Exercise goal ::
Render every line of the entries below as a numbered list, omitting any blank lines.

(Entries from a collection)
·····
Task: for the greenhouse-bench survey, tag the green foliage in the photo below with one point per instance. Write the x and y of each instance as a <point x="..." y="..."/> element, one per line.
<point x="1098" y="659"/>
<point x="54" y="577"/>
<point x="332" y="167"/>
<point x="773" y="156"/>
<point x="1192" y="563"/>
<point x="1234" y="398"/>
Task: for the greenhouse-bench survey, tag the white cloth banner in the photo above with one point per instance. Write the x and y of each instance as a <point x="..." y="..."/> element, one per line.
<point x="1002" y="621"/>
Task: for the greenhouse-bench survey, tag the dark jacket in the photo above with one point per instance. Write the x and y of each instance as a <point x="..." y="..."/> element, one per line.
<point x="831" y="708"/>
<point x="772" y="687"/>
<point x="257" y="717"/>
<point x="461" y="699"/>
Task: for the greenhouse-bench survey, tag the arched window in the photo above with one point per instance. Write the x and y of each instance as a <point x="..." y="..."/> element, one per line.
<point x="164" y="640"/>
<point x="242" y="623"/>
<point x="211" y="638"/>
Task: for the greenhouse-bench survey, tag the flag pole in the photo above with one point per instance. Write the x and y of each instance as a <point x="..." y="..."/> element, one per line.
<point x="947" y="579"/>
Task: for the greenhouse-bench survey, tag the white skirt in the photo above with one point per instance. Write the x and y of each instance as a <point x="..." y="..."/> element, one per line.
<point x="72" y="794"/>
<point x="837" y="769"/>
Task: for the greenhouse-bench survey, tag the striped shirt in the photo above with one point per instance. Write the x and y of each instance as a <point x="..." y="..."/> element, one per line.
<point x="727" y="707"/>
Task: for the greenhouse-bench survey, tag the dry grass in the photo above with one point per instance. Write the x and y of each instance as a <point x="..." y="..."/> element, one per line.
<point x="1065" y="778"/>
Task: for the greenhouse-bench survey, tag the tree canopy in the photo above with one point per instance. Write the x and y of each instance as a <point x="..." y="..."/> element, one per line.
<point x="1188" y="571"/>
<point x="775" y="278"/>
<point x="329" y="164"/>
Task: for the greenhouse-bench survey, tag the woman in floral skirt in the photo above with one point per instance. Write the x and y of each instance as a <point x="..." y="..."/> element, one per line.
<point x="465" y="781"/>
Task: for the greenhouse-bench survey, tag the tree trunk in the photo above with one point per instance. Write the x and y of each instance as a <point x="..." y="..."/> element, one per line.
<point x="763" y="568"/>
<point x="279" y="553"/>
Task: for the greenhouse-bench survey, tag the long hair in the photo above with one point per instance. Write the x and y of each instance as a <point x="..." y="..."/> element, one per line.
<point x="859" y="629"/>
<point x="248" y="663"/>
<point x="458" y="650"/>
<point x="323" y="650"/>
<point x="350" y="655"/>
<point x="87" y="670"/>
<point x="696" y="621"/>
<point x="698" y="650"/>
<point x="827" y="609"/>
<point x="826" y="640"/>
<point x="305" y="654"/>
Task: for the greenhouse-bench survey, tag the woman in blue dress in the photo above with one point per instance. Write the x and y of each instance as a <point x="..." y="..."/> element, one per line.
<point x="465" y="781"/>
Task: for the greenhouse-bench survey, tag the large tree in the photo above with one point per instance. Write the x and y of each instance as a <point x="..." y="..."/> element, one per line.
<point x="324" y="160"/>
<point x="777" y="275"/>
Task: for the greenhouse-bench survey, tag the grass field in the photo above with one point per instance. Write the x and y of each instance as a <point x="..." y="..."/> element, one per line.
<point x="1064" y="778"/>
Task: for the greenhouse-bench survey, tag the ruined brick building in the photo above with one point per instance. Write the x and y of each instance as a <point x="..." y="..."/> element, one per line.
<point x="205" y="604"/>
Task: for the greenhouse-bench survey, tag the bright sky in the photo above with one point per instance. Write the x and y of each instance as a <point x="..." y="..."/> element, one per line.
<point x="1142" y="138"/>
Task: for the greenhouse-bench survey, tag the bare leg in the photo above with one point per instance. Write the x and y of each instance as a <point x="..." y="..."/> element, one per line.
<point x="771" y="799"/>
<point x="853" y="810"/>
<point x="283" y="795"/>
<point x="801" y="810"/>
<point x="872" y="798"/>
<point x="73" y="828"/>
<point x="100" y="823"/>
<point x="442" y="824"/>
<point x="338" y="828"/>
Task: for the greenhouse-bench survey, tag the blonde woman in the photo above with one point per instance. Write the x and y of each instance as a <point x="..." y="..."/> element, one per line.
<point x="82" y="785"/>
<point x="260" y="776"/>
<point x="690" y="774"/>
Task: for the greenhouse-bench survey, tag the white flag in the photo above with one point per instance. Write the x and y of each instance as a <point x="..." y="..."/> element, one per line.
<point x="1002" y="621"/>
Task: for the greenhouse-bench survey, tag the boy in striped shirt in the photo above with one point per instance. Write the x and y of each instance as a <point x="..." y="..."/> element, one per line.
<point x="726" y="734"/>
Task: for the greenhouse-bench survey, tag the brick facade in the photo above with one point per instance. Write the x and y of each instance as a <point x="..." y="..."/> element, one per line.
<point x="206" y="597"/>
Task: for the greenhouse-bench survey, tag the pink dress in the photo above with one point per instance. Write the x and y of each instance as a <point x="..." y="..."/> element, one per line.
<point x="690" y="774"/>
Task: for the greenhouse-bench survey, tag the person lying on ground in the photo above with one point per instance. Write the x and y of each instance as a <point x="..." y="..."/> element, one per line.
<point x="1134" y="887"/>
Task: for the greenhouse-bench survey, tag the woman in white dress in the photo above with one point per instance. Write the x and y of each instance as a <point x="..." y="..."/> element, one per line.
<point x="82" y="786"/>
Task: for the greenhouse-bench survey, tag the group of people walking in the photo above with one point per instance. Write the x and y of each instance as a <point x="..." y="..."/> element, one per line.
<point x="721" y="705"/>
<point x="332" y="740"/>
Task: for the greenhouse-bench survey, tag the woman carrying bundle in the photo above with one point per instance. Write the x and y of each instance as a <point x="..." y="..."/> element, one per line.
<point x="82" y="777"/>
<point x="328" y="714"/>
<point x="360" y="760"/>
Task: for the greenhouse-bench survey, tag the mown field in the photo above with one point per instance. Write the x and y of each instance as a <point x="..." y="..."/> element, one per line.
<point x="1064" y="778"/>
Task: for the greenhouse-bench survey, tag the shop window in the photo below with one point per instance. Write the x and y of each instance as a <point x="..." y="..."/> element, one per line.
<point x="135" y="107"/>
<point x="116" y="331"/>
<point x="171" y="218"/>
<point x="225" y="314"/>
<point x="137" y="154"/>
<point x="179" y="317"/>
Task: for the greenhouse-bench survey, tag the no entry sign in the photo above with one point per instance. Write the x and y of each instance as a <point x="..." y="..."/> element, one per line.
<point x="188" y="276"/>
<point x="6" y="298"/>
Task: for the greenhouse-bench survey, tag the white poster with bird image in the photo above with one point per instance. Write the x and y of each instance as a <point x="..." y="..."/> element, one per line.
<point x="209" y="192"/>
·····
Task response ::
1. Task: for the greenhouse-bench survey, tag the green foliage in the photo below with one point per instance. Write the x and y of each instance as a <point x="..." y="..."/> element, one per line.
2. <point x="1098" y="659"/>
3. <point x="54" y="577"/>
4. <point x="332" y="167"/>
5. <point x="773" y="156"/>
6. <point x="1192" y="563"/>
7. <point x="1234" y="398"/>
8. Task: for the greenhouse-bench survey, tag the white cloth banner in the photo above with one point per instance. Write the x and y of each instance as a <point x="..." y="..."/> element, one per line.
9. <point x="1002" y="621"/>
10. Task: for the greenhouse-bench survey, tag the dark jacket in the photo above with one point per instance. Write the x and y of each instance as a <point x="..." y="..."/> element, one per line.
11. <point x="831" y="708"/>
12. <point x="772" y="687"/>
13. <point x="257" y="717"/>
14. <point x="461" y="699"/>
15. Task: for the greenhouse-bench survey, tag the arched window in the photo above with one point per instance. Write the x and y of each instance as a <point x="..." y="..."/> element, one per line.
16. <point x="164" y="640"/>
17. <point x="242" y="623"/>
18. <point x="211" y="638"/>
19. Task: for the greenhouse-bench survey, tag the flag pole in the photo above with one point per instance. Write the x and y of each instance as a <point x="..." y="..."/> element, one per line.
20. <point x="947" y="579"/>
21. Task: for the greenhouse-bench survey, tag the white skirt in the photo above with one point per instance. Write the x and y of each instance as a <point x="..." y="..."/> element, one per line.
22. <point x="72" y="794"/>
23. <point x="837" y="769"/>
24. Task: for the greenhouse-bench survey, tag the striped shirt in the photo above with one point per instance. Write the x and y of each instance as a <point x="..." y="..."/> element, one per line.
25. <point x="727" y="707"/>
26. Task: for the greenhouse-bench survey, tag the dry grass in the photo above with one point per instance. Write the x and y of each instance as a <point x="..." y="..."/> element, one per line.
27. <point x="1065" y="778"/>
28. Task: for the greenhouse-bench survey, tag the tree canopy in the photo above with one point per instance. Write the x and y of each instance as a <point x="..." y="..."/> element, one per line.
29. <point x="1188" y="571"/>
30. <point x="775" y="278"/>
31. <point x="329" y="164"/>
32. Task: for the greenhouse-bench survey, tag the woman in floral skirt in the photo above with one point per instance. Write the x and y of each instance as a <point x="..." y="..."/> element, one per line.
33. <point x="465" y="781"/>
34. Task: for the greenhouse-bench survey, tag the tree trunk in the photo above with one point per instance. Write the x and y of each instance as a <point x="..." y="..."/> element, one per line.
35. <point x="763" y="568"/>
36. <point x="279" y="553"/>
37. Task: for the greenhouse-bench survey, tag the long hair in the photo above with one point per instance. Write the x and y of each instance as a <point x="..." y="..."/> element, one per line.
38. <point x="859" y="629"/>
39. <point x="248" y="663"/>
40. <point x="458" y="650"/>
41. <point x="323" y="650"/>
42. <point x="350" y="655"/>
43. <point x="87" y="670"/>
44. <point x="696" y="621"/>
45. <point x="698" y="650"/>
46. <point x="827" y="609"/>
47. <point x="826" y="640"/>
48. <point x="305" y="654"/>
49. Task: for the greenhouse-bench survey, tag the woman in blue dress in the photo above with one point per instance. Write the x and y of each instance as a <point x="..." y="..."/> element, one per line.
50. <point x="465" y="781"/>
51. Task: for the greenhouse-bench survey, tag the large tree in the photo above with one point per instance. Write the x and y of each instance as a <point x="..." y="..."/> element, one per line.
52. <point x="324" y="160"/>
53. <point x="777" y="275"/>
54. Task: for the greenhouse-bench survey, tag the grass field in the photo above with one point per instance. Write the x and y of each instance as a <point x="..." y="..."/> element, one per line.
55. <point x="1064" y="778"/>
56. Task: for the greenhouse-bench survey, tag the ruined brick building in the photo above with one point per instance. Write the x and y of each instance as a <point x="..." y="..."/> element, one per line.
57. <point x="205" y="604"/>
58. Task: for the greenhouse-bench survey, tag the bright sky in the photo above with one point per instance. Write the x and y of each instance as a <point x="..." y="..."/> element, one per line.
59. <point x="1142" y="138"/>
60. Task: for the greenhouse-bench survey, tag the bare leg in the photo above with one point per instance. Write the x and y of each instance as a <point x="..." y="..."/> element, one per line.
61. <point x="771" y="799"/>
62. <point x="853" y="810"/>
63. <point x="283" y="795"/>
64. <point x="801" y="810"/>
65. <point x="872" y="798"/>
66. <point x="73" y="828"/>
67. <point x="100" y="823"/>
68. <point x="442" y="824"/>
69. <point x="338" y="828"/>
70. Task: for the greenhouse-bench survey, tag the blonde woman in the photo above with one point per instance. Write the x and y of each instance as a <point x="..." y="..."/> element, one per line.
71. <point x="82" y="785"/>
72. <point x="260" y="776"/>
73. <point x="690" y="774"/>
74. Task: for the greenhouse-bench survey, tag the white flag in the photo above with one point per instance. Write the x and y of each instance as a <point x="..." y="..."/> element, one per line.
75. <point x="1002" y="621"/>
76. Task: for the greenhouse-bench survey, tag the boy in striped shirt in the photo above with one point per instance. Write the x and y of each instance as a <point x="..." y="..."/> element, one per line.
77. <point x="726" y="734"/>
78. Task: for the greenhouse-bench survey, tag the brick facade in the photo above with one point per instance. Write the x and y of each instance as a <point x="..." y="..."/> element, one per line.
79. <point x="206" y="597"/>
80. Task: for the greenhouse-bench survey, tag the pink dress in the photo above with one point per instance. Write the x and y of each instance as a <point x="..." y="..."/> element, one per line.
81. <point x="690" y="774"/>
82. Task: for the greenhouse-bench survey, tag the person lying on ground in the photo above with one point per instance. Write the x and y of each instance as a <point x="..." y="..."/> element, one per line.
83. <point x="1134" y="887"/>
84. Task: for the greenhouse-bench survey, tag the woman in white dress in the photo above with one point per instance. Write the x and y of each instance as a <point x="..." y="..."/> element, one per line.
85. <point x="82" y="786"/>
86. Task: for the greenhouse-bench survey, tag the group of people walking in the photo above with one point per instance. Write the x and y of each instance as a <point x="..." y="..."/> element, one per line.
87. <point x="721" y="705"/>
88. <point x="332" y="740"/>
89. Task: for the greenhouse-bench survey, tag the woman carrying bundle in the photo above with one point per instance. Write the x and y of each instance as a <point x="..." y="..."/> element, one per line.
90. <point x="82" y="777"/>
91. <point x="328" y="714"/>
92. <point x="360" y="760"/>
93. Task: for the greenhouse-bench survey, tag the mown field in the photo above with one point per instance. Write the x and y of each instance as a <point x="..." y="..."/> element, one per line.
94. <point x="1064" y="778"/>
95. Task: for the greenhouse-bench survey, tag the shop window in the photo below with one point per instance. Write the x and y of each instance as a <point x="..." y="..."/> element, one per line.
96. <point x="135" y="107"/>
97. <point x="116" y="331"/>
98. <point x="171" y="218"/>
99. <point x="225" y="314"/>
100. <point x="137" y="154"/>
101. <point x="179" y="317"/>
102. Task: for the greenhouse-bench survey, tag the no entry sign in the photo above with one point per instance. Write the x and y of each instance as a <point x="..." y="..."/> element, one per line.
103. <point x="188" y="276"/>
104. <point x="6" y="298"/>
105. Task: for the greenhouse-bench survey, tag the white poster with bird image in the photo above with one point per instance. Write the x and y of each instance as a <point x="..." y="..."/> element, one per line.
106. <point x="209" y="192"/>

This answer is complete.